Could you print every entry below exactly as given?

*Source data*
=======

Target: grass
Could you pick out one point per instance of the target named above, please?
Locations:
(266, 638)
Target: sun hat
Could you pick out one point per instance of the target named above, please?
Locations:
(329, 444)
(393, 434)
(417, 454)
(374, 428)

=======

*Problem solution*
Target: grass
Could you pick out one point per instance of the target named above, please?
Locations:
(266, 638)
Target: sun hat
Could you pick out one point per instance of the target named above, please?
Locations:
(329, 444)
(393, 434)
(417, 454)
(374, 428)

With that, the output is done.